++++ EXTRACT PROVIDED ++++

In an average year, at most Eastern ski hills, how much snow is really there in the trees off-piste? When I lived back there, off-piste usually meant thin or non-existent coverage at most ski hills. But I still think narrower waists work better in tightly spaced trees, unless the snow is fairly bottomless.
post #33 of 46
Thread Starter 

As the OP, I would like to clarify.

 

I by no means am a a "park skier".  Every once in a while I'll go through and hit a rail or pop a 360.  That is it.  I would say probably 5% of my skiing is park.  The vast majority, as I said earlier, is on east coast resort groomers, hardpack crust and ice when its unavoidable.  I rarely am in the trees and mostly avoid the bumps.  I also am removing the west coast trip aspect of my inquiry.

 

When I mentioned twin tip I was unclear as to which skis are true twin tips and which are raised.  I would prefer a ski that would allow me to ski switch but it is in no means a requirement.  The Kendos appear to be raised in the back and would allow for me to occasionally ride or land switch without completely falling on my face.  However, switch skiing is still a very minimal aspect of my skiing so I am not sure if it is worth factoring "early rise" into my ski sizing.

 

Also, if it is of any additional use, I usually do bomb down the frontside groomers.

 

Thank you!

post #34 of 46
Quote:
Originally Posted by evanl93 View Post

As the OP, I would like to clarify.

++++ DATA LINES ++++

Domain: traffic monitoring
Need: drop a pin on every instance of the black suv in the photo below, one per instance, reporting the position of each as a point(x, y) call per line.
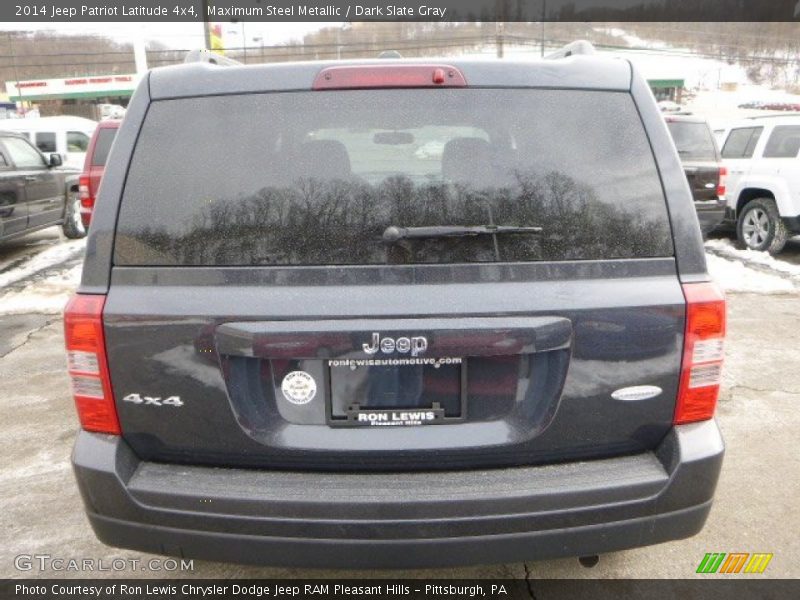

++++

TASKS TO CARRY OUT
1. Please list the snow surfaces or conditions the original poster in the ski forum thread says make up the vast majority of their skiing.
2. In the ski forum thread, why is the original poster unsure whether early rise should count in choosing a ski size?

SOLUTIONS BELOW
1.
- East Coast resort groomers
- Hardpack crust
- Ice, when it can't be avoided

2. Switch skiing is still a very minimal part of their skiing, so they doubt it's worth factoring in.